__What is expected__:
Return, word for word, the passage of the clone bundles text below starting with "Instead of the" and going on through "initiates a pull.".
++++ Source excerpt
Cloning can be a CPU and I/O intensive operation on servers. Traditionally,
the server, in response to a client's request to clone, dynamically generates
a bundle containing the entire repository content and sends it to the client.
There is no caching on the server and the server will have to redundantly
generate the same outgoing bundle in response to each clone request. For
servers with large repositories or with high clone volume, the load from
clones can make scaling the server challenging and costly.
This extension provides server operators the ability to offload
potentially expensive clone load to an external service. Pre-generated
bundles also allow using more CPU intensive compression, reducing the
effective bandwidth requirements.
Here's how clone bundles work:
1. A server operator establishes a mechanism for making bundle files available
on a hosting service where Mercurial clients can fetch them.
2. A manifest file listing available bundle URLs and some optional metadata
is added to the Mercurial repository on the server.
3. A client initiates a clone against a clone bundles aware server.
4. The client sees the server is advertising clone bundles and fetches the
manifest listing available bundles.
5. The client filters and sorts the available bundles based on what it
supports and prefers.
6. The client downloads and applies an available bundle from the
server-specified URL.
7. The client reconnects to the original server and performs the equivalent
of :hg:`pull` to retrieve all repository data not in the bundle. (The
repository could have been updated between when the bundle was created
and when the client started the clone.) This may use "pullbundles".
Instead of the server generating full repository bundles for every clone
request, it generates full bundles once and they are subsequently reused to
bootstrap new clones. The server may still transfer data at clone time.
However, this is only data that has been added/changed since the bundle was
created. For large, established repositories, this can reduce server load for
clones to less than 1% of original.
Here's how pullbundles work:
1. A manifest file listing available bundles and describing the revisions
is added to the Mercurial repository on the server.
2. A new-enough client informs the server that it supports partial pulls
and initiates a pull.
3. If the server has pull bundles enabled and sees the client advertising
partial pulls, it checks for a matching pull bundle in the manifest.
A bundle matches if the format is supported by the client, the client
has the required revisions already and needs something from the bundle.
4. If there is at least one matching bundle, the server sends it to the client.
++++++++
++++ Entries
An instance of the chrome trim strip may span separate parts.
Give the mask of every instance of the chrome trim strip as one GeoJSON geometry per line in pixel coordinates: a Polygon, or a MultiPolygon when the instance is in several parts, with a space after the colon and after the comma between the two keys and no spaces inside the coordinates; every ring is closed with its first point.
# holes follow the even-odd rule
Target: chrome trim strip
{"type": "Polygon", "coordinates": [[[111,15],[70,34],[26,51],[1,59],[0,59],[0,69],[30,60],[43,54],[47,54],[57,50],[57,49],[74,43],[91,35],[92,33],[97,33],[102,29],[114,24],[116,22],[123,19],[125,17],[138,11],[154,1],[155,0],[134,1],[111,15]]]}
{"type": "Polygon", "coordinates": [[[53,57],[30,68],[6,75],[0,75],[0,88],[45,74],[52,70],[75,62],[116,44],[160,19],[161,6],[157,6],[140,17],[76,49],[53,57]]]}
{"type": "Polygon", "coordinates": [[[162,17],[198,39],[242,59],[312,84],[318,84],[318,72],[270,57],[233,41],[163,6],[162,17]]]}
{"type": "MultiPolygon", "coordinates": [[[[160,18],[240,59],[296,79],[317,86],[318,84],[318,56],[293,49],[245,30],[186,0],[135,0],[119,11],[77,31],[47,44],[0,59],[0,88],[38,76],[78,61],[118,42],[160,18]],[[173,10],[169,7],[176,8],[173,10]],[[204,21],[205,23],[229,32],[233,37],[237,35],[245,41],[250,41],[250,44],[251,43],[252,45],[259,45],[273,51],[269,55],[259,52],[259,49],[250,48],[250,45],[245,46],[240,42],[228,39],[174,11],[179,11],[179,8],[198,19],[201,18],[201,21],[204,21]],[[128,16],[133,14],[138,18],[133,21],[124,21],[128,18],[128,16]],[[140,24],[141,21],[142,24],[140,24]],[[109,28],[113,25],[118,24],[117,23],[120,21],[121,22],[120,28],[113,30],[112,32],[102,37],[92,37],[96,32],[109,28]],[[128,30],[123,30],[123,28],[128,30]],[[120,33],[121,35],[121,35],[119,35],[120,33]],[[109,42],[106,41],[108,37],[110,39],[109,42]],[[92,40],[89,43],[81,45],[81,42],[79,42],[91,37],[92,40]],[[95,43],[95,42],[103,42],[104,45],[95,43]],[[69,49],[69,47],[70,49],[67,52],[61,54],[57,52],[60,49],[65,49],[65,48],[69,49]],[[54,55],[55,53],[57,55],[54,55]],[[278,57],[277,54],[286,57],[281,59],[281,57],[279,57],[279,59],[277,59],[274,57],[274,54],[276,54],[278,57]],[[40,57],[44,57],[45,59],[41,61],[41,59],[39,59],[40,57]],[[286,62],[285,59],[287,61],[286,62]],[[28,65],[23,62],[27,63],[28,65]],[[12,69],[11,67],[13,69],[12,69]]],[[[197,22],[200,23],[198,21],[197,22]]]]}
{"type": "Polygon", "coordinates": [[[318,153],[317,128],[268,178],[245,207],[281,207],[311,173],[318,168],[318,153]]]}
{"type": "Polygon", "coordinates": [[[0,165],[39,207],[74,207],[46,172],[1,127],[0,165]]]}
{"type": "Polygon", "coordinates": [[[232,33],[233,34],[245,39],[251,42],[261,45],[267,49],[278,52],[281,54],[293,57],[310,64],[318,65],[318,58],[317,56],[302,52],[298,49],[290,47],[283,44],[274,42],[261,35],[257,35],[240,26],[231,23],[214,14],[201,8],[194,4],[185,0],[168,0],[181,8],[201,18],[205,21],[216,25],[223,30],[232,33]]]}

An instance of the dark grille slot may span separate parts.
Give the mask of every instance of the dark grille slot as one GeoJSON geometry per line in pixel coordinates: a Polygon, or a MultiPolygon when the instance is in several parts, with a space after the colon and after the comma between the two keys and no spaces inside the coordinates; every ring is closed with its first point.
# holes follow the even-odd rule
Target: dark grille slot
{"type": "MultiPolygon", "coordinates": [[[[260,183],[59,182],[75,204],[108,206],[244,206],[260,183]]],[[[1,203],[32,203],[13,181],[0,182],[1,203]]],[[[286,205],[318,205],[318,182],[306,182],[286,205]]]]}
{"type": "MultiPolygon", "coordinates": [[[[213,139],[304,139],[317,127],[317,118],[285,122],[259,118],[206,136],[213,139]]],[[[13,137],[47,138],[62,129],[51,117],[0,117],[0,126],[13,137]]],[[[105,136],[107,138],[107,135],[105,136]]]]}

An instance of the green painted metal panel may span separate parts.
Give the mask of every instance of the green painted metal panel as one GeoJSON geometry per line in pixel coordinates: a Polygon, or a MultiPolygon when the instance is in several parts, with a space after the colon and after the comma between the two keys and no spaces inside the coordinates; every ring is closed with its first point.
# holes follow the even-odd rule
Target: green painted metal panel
++++++++
__Result below__:
Instead of the server generating full repository bundles for every clone
request, it generates full bundles once and they are subsequently reused to
bootstrap new clones. The server may still transfer data at clone time.
However, this is only data that has been added/changed since the bundle was
created. For large, established repositories, this can reduce server load for
clones to less than 1% of original.
Here's how pullbundles work:
1. A manifest file listing available bundles and describing the revisions
is added to the Mercurial repository on the server.
2. A new-enough client informs the server that it supports partial pulls
and initiates a pull.